• TO DO
Beginning with the first line, please repeat the entries exactly and end on the line that contains "Category: spire".

[GIVEN INFORMATION — start]

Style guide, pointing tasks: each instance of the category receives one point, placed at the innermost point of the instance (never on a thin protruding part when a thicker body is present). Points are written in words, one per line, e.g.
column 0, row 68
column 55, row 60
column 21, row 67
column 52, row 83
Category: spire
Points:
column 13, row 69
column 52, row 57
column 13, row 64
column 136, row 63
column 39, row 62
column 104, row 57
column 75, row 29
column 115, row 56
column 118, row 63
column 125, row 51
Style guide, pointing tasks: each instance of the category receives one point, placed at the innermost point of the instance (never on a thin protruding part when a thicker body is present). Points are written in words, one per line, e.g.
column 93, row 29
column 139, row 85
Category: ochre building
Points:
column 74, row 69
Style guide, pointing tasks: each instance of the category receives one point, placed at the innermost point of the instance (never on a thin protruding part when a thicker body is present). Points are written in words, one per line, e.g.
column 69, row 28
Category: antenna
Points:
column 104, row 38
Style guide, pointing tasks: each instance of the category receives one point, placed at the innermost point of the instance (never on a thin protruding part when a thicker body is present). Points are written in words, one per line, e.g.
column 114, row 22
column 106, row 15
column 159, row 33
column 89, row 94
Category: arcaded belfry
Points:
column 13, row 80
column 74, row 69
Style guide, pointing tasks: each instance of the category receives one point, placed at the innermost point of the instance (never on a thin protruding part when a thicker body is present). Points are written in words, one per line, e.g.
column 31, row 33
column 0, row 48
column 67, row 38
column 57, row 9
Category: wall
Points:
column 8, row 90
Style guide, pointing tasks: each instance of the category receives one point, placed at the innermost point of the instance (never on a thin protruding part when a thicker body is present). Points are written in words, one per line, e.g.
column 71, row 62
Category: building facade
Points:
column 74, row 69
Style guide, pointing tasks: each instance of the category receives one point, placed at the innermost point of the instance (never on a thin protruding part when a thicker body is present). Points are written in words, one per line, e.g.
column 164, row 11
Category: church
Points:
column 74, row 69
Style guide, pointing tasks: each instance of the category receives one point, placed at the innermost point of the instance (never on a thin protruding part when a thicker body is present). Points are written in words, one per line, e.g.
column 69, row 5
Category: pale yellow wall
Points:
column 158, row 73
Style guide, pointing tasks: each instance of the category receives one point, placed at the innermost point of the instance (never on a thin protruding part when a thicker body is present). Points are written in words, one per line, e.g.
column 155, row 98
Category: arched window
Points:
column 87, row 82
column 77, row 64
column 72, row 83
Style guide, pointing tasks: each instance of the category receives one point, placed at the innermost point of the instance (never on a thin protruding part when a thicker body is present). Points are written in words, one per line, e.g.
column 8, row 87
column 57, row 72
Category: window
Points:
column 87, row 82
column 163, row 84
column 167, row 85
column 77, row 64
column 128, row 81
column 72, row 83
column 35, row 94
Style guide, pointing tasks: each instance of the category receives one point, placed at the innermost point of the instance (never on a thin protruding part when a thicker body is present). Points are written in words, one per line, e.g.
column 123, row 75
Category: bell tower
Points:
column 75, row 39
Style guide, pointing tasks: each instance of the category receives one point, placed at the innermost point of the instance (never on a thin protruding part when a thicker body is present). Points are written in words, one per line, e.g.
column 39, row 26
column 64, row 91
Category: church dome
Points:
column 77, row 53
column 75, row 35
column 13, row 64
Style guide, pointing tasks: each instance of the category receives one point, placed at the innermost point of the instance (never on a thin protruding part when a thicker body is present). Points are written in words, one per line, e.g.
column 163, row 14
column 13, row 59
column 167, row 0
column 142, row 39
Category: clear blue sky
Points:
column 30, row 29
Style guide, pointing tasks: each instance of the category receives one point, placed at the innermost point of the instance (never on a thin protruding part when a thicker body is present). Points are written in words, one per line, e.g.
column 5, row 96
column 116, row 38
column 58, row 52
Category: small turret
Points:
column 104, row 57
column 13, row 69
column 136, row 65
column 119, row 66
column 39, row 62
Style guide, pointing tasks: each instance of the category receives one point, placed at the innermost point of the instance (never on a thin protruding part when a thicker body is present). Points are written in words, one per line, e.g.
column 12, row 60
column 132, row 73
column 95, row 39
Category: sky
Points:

[GIVEN INFORMATION — finish]

• YOUR RESPONSE
Style guide, pointing tasks: each instance of the category receives one point, placed at the innermost point of the instance (never on a thin protruding part when a thicker body is present). Points are written in words, one per line, e.g.
column 0, row 68
column 55, row 60
column 21, row 67
column 52, row 83
Category: spire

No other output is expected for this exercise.